▶ _AUFGABE 1_:
Stimmen diese Aussagen mit dem Brief überein? (a) Die zwei Fische wurden selbst geangelt. (b) Die Fische liegen jetzt im Kühlschrank. (c) Es ist bekannt, um welche Fischart es sich handelt. Antworte jeweils mit Ja oder Nein und zitiere die entscheidenden Worte aus dem Brief.
▶ _AUFGABE 2_:
Wiederhole aus dem Brief wortgetreu den Teil, der mit den Worten „Hildegard an Brigitte, Klaus“ anfängt und mit „auch ein Fischrezept.“ aufhört.

▶ _TEXTAUSZUG_:
Hildegard an Brigitte, Klaus & Katharina – Letter from Home

Hallo, ihr Drei – So, ich hoffe ihr seid nach eurem Irland-Abenteuer nun wieder ausgeschlafen. Wir schlagen uns immer noch die Nächte um die Ohren, und bei der Gelegenheit habe ich gestern Nacht im Angler’s Rest zwei dicke Fische geschenkt bekommen. Fangfrisch, so dass ich sie kurz nach Mitternacht noch ausnehmen musste! Jetzt liegen sie im Kühlschrank, Art- und Gattung sind mir unbekannt. Gleich fahren wir nach Galway, um nach keltischen Ketten Ausschau zu halten. Vielleicht finde ich auch ein Fischrezept.

Gruß, Hildegard”

▶ _DATENZEILEN_:
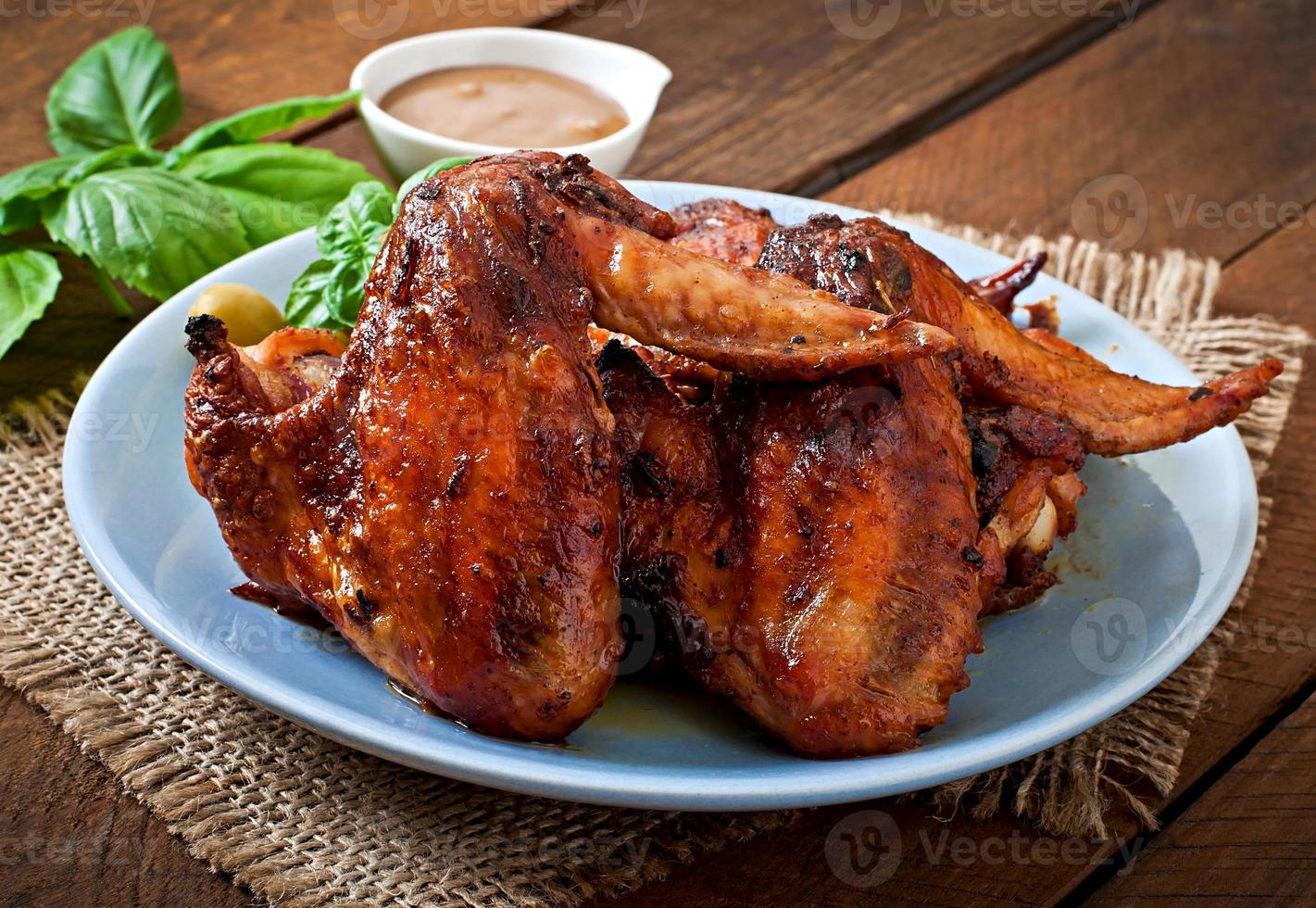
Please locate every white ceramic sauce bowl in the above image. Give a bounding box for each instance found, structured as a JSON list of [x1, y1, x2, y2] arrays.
[[351, 28, 671, 181]]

▶ _ANTWORT 1_:
(a) Nein – „zwei dicke Fische geschenkt bekommen“
(b) Ja – „Jetzt liegen sie im Kühlschrank“
(c) Nein – „Art- und Gattung sind mir unbekannt“

▶ _ANTWORT 2_:
Hildegard an Brigitte, Klaus & Katharina – Letter from Home

Hallo, ihr Drei – So, ich hoffe ihr seid nach eurem Irland-Abenteuer nun wieder ausgeschlafen. Wir schlagen uns immer noch die Nächte um die Ohren, und bei der Gelegenheit habe ich gestern Nacht im Angler’s Rest zwei dicke Fische geschenkt bekommen. Fangfrisch, so dass ich sie kurz nach Mitternacht noch ausnehmen musste! Jetzt liegen sie im Kühlschrank, Art- und Gattung sind mir unbekannt. Gleich fahren wir nach Galway, um nach keltischen Ketten Ausschau zu halten. Vielleicht finde ich auch ein Fischrezept.